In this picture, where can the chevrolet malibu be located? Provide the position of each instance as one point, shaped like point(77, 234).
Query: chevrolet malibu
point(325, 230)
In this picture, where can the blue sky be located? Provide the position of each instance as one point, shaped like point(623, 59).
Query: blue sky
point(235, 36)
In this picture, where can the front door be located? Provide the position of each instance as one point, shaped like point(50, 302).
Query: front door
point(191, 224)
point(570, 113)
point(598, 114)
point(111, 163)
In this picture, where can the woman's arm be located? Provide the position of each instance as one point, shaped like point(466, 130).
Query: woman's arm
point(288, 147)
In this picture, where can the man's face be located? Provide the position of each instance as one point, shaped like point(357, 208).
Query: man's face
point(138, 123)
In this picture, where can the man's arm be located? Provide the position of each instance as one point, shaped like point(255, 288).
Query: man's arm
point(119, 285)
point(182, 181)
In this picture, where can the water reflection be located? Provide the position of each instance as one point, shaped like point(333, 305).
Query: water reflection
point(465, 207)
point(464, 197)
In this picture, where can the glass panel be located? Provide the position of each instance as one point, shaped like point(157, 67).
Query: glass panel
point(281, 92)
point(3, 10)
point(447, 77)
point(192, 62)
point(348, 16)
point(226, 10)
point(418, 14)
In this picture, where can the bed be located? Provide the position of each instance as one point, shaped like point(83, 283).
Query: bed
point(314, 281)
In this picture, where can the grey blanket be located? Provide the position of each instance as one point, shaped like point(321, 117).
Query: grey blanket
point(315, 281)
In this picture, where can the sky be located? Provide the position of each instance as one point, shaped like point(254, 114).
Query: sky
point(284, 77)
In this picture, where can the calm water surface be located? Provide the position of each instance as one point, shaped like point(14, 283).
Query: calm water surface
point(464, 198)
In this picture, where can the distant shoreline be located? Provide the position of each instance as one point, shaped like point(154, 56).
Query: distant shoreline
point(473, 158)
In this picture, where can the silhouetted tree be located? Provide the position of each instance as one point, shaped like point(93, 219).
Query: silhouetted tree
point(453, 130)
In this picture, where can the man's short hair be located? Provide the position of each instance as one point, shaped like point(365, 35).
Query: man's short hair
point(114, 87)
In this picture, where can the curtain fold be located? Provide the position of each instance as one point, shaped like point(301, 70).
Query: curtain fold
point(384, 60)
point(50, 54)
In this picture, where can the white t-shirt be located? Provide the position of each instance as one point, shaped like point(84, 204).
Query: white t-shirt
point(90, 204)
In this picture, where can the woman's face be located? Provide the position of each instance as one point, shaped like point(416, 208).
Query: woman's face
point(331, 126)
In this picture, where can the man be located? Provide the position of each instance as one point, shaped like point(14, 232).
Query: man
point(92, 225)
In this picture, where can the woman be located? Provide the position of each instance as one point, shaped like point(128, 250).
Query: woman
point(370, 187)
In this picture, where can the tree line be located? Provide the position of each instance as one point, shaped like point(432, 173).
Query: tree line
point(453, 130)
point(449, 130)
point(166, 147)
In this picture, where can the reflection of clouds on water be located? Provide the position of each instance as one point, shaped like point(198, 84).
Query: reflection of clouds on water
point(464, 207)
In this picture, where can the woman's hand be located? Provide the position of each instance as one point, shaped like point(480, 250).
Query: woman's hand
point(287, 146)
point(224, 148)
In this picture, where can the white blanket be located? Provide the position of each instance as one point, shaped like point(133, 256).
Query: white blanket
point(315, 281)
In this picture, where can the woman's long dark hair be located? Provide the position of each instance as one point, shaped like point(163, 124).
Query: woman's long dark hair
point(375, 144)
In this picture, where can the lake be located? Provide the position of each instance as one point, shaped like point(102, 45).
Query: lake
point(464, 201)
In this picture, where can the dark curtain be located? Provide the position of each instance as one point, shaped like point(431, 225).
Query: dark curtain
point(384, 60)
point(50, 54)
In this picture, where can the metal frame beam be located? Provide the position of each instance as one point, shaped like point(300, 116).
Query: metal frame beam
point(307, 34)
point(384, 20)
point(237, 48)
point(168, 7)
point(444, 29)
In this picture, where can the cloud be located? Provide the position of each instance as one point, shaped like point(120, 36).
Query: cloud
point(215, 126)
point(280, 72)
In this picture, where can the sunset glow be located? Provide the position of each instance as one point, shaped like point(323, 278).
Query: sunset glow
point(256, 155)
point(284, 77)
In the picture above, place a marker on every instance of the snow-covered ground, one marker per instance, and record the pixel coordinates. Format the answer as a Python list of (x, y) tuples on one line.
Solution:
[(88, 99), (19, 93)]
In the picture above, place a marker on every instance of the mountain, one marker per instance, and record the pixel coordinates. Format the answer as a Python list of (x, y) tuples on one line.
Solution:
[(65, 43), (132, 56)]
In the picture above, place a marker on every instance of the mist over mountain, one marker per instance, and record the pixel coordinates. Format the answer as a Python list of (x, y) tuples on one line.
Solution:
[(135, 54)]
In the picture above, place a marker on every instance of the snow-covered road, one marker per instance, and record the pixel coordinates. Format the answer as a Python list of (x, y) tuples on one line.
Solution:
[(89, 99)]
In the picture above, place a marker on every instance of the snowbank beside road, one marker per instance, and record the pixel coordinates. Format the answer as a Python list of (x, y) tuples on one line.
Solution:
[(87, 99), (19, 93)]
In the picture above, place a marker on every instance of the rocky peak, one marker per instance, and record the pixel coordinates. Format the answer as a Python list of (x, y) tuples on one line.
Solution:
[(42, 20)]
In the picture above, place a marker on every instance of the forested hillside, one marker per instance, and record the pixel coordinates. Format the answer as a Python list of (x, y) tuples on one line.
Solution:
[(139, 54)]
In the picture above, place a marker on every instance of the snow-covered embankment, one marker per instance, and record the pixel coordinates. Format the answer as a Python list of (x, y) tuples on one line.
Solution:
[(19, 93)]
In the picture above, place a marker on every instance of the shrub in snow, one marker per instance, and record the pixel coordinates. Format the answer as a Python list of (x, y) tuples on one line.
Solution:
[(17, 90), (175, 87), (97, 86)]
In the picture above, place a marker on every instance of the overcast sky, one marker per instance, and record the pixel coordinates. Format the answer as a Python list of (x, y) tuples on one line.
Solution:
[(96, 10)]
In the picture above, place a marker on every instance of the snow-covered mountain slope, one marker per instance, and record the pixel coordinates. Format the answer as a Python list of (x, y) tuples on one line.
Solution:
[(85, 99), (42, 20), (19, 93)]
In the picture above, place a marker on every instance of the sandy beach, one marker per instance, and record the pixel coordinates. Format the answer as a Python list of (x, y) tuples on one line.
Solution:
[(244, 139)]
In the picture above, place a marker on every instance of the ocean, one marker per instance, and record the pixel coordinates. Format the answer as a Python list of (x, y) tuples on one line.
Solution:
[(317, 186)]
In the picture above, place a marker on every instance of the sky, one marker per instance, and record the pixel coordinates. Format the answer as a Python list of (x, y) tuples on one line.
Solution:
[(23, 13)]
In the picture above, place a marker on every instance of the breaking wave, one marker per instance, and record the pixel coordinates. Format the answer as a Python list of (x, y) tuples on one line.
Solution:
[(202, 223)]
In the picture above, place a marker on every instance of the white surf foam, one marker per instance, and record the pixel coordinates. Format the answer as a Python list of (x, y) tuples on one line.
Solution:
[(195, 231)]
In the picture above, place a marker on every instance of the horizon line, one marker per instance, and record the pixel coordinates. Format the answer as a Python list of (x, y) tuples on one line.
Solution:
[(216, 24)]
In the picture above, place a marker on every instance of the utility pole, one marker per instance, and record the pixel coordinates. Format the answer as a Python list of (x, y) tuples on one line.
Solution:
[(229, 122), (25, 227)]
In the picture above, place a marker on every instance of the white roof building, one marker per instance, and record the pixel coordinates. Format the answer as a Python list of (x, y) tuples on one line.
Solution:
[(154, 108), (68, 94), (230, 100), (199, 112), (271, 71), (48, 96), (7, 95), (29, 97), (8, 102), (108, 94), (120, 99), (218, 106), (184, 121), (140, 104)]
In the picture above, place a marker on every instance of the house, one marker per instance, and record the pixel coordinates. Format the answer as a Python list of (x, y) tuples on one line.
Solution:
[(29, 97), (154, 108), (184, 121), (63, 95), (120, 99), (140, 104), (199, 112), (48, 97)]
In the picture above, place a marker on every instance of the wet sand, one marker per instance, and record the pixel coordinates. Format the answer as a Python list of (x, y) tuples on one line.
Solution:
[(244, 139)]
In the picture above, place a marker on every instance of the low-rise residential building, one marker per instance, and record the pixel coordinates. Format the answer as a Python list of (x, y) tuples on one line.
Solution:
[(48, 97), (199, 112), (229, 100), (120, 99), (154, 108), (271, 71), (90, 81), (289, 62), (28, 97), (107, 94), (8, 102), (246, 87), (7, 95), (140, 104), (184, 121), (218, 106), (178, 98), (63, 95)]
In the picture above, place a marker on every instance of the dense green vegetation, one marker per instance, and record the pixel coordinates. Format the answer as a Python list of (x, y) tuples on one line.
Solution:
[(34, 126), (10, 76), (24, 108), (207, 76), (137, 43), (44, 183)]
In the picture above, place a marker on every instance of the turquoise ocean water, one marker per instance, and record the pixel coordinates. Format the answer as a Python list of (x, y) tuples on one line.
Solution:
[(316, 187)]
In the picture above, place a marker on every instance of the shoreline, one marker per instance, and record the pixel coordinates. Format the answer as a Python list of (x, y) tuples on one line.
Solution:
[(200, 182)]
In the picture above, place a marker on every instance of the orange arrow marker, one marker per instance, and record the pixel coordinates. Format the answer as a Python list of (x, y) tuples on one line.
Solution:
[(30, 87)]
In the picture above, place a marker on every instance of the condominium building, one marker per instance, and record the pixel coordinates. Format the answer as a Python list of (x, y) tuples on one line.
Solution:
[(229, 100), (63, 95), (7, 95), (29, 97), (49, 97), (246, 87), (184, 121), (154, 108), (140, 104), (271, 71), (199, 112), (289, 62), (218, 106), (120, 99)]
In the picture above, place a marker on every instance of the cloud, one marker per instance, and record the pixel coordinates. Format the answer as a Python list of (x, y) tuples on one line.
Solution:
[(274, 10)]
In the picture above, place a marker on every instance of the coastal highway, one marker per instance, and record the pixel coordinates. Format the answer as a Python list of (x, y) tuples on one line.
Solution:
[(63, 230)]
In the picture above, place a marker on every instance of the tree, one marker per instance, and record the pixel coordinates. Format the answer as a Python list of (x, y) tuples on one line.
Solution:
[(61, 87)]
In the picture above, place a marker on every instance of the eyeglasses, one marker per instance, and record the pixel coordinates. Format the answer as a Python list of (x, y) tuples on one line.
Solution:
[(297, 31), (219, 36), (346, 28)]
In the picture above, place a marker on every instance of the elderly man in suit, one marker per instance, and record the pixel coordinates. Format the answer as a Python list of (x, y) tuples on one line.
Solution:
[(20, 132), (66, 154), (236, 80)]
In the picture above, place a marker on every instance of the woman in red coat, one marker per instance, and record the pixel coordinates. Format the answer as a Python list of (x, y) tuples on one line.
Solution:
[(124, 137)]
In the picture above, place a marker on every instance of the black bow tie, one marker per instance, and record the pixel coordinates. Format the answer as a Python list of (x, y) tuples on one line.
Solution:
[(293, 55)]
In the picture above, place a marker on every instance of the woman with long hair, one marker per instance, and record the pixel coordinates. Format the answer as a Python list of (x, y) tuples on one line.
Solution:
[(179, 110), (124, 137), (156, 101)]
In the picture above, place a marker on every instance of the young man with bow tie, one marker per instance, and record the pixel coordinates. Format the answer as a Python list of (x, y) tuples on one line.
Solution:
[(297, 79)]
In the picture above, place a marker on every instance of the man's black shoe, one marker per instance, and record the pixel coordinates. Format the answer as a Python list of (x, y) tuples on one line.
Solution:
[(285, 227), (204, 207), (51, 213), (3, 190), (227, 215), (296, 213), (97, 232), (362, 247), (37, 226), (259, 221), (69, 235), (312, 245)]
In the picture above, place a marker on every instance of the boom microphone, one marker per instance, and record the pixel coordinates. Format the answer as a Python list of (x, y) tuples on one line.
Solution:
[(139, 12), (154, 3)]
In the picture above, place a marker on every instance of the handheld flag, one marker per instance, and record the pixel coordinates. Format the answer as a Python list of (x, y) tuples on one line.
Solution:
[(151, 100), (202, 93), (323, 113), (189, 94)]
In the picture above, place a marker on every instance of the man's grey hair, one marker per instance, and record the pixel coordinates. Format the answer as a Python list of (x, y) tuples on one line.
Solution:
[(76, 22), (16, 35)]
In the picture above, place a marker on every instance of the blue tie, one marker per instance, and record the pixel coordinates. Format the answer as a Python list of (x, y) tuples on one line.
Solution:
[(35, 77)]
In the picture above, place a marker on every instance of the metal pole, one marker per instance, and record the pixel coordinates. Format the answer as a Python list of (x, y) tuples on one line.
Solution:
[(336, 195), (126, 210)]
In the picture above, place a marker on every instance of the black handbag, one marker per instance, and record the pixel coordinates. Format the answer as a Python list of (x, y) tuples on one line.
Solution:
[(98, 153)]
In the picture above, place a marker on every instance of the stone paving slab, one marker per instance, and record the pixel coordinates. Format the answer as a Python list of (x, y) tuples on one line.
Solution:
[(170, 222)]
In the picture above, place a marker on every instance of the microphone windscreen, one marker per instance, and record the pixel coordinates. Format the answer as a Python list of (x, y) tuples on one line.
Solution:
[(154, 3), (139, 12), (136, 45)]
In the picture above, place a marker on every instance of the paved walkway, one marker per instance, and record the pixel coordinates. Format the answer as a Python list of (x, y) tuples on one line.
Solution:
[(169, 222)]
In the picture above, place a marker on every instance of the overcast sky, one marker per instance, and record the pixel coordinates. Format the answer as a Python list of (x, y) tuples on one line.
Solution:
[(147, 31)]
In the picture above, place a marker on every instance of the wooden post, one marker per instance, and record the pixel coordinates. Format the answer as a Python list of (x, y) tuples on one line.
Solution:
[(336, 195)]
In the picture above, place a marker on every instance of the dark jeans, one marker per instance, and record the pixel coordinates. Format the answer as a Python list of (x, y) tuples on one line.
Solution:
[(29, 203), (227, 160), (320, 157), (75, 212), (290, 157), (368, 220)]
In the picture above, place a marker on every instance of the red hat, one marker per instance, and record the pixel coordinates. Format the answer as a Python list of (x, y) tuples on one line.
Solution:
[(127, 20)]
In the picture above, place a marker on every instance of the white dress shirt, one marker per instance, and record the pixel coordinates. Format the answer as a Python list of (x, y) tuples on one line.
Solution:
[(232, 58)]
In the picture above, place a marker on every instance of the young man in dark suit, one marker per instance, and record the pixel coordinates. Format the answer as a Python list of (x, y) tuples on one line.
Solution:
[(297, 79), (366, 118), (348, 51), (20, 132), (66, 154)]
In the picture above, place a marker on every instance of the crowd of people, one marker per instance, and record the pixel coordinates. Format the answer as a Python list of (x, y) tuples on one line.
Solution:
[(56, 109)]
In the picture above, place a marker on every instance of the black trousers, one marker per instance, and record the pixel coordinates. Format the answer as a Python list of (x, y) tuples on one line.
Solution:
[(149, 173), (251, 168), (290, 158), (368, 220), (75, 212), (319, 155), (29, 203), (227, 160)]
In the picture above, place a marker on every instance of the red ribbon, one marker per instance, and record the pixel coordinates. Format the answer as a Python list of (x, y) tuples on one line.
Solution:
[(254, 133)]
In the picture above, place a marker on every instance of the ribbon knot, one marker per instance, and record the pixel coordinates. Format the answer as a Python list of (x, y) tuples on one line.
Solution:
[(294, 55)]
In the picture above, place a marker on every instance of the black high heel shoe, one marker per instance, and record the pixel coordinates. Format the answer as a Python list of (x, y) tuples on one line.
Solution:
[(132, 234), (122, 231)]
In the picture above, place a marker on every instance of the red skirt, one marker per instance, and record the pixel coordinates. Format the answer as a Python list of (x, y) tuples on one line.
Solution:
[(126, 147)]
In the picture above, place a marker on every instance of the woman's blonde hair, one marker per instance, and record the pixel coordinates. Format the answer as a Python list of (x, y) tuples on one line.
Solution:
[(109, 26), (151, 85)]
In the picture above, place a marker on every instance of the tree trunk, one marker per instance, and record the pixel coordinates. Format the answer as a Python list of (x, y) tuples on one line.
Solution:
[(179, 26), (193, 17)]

# # # #

● **WORK ITEM**: Scan the listing for the string "pole". Copy each line that has it.

● **EXERCISE OUTPUT**:
In the picture above, place a marker on every instance of the utility pole, one marker per instance, and record the pixel coordinates. Format the answer as a Python list of (x, y) tuples on one line.
In the picture above, place a marker on every instance of the metal pole, one marker per instance, and record the pixel coordinates. Format the answer as a Python list of (x, y) tuples on one line.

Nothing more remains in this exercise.